[Data records]
______________________________
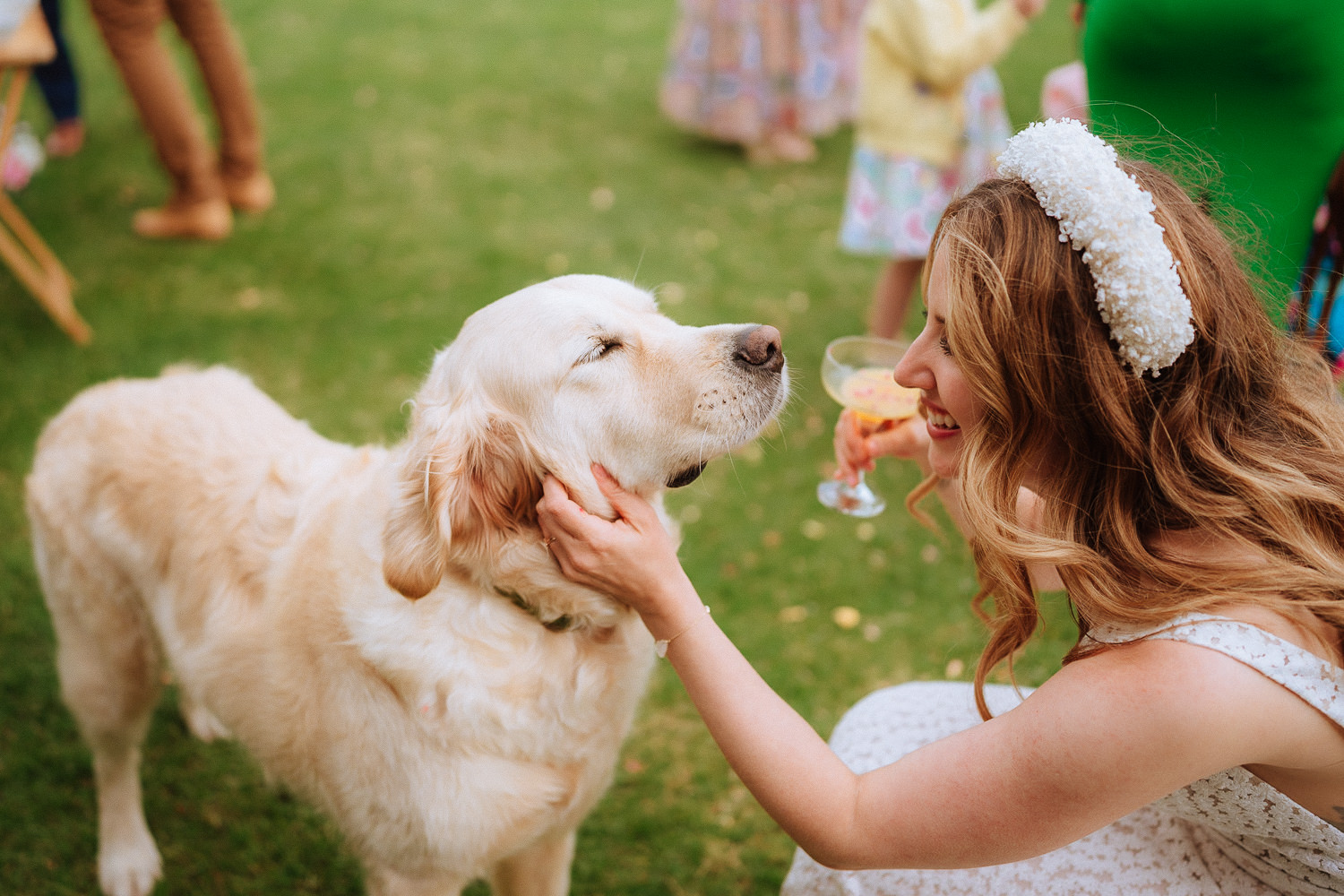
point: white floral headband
(1107, 217)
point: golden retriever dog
(383, 629)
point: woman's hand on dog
(631, 557)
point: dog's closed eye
(602, 346)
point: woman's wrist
(672, 611)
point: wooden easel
(31, 261)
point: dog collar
(558, 624)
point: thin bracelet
(660, 646)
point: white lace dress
(1228, 834)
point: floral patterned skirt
(894, 202)
(741, 69)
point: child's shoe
(66, 139)
(207, 220)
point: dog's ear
(464, 484)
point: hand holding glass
(857, 373)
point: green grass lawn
(432, 158)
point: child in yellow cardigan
(929, 126)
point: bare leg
(196, 209)
(223, 67)
(892, 297)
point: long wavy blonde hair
(1242, 438)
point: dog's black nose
(760, 347)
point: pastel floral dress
(894, 202)
(739, 69)
(1228, 834)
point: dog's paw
(202, 723)
(129, 869)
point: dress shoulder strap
(1311, 677)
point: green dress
(1254, 85)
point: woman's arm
(1102, 737)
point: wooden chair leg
(38, 269)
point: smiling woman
(1125, 429)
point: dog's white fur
(190, 522)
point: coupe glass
(857, 373)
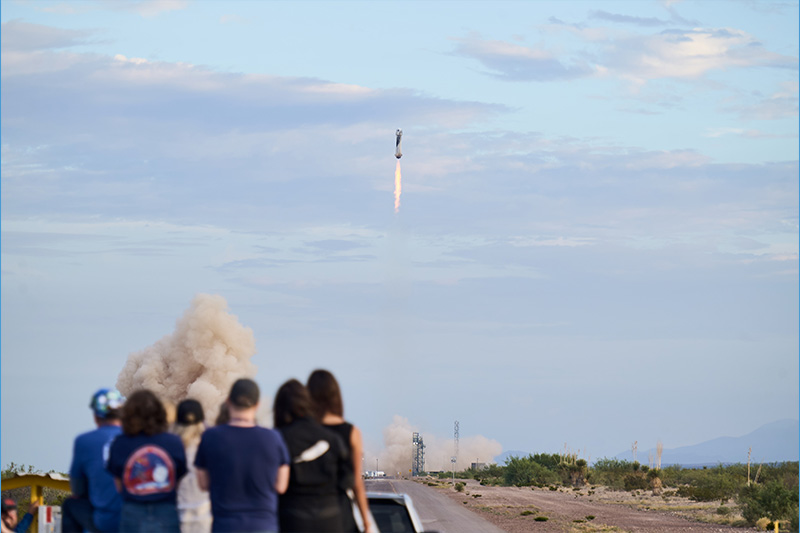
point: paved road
(437, 512)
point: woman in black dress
(318, 468)
(327, 396)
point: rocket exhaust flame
(398, 186)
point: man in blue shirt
(95, 504)
(243, 466)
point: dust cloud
(396, 454)
(201, 359)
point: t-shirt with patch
(148, 466)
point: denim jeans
(160, 517)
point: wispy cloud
(18, 36)
(515, 62)
(627, 19)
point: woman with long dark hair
(147, 462)
(318, 464)
(325, 392)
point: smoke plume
(201, 359)
(396, 455)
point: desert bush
(636, 481)
(772, 500)
(611, 472)
(524, 472)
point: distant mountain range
(774, 442)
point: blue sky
(598, 234)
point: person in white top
(194, 505)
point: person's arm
(202, 478)
(77, 478)
(282, 479)
(360, 491)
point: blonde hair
(190, 435)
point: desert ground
(590, 509)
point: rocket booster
(397, 151)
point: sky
(596, 243)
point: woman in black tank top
(325, 392)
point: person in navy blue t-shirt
(243, 466)
(147, 463)
(95, 503)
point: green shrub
(636, 481)
(771, 500)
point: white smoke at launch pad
(201, 359)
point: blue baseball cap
(105, 401)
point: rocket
(397, 153)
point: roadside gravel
(578, 511)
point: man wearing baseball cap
(95, 504)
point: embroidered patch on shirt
(149, 470)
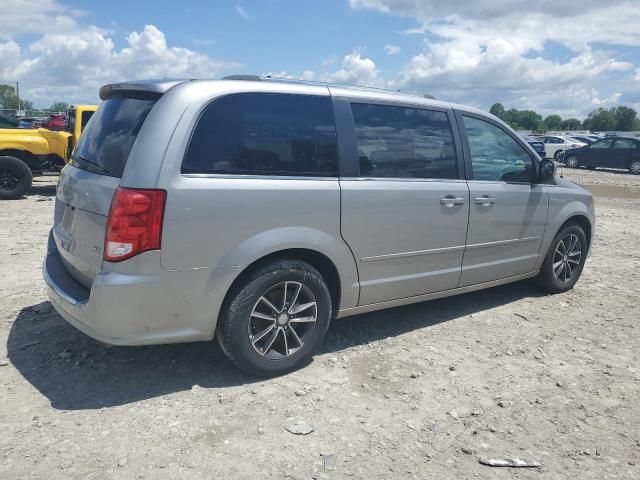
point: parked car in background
(24, 153)
(554, 145)
(259, 211)
(610, 152)
(28, 122)
(55, 121)
(535, 143)
(586, 139)
(7, 121)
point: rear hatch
(87, 184)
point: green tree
(59, 107)
(529, 119)
(600, 120)
(541, 128)
(571, 124)
(497, 109)
(624, 118)
(553, 122)
(8, 97)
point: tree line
(9, 101)
(620, 118)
______________________________
**TASK DESCRIPTION:** Retype only the lines above from the one with "point: white smoke at launch pad" through the last, both ends included, keeping every picture out of the copy.

**RESULT:**
point: white smoke at launch pad
(201, 359)
point: blue baseball cap
(105, 401)
point: rocket
(397, 153)
point: roadside gravel
(578, 511)
point: man wearing baseball cap
(95, 504)
point: embroidered patch on shirt
(149, 470)
point: parked car in background
(24, 153)
(554, 145)
(259, 211)
(610, 152)
(28, 122)
(55, 121)
(535, 143)
(586, 139)
(7, 121)
point: rear hatch
(87, 184)
point: green tree
(59, 107)
(529, 119)
(600, 120)
(541, 128)
(571, 124)
(497, 109)
(624, 118)
(553, 122)
(8, 97)
point: tree line
(9, 101)
(620, 118)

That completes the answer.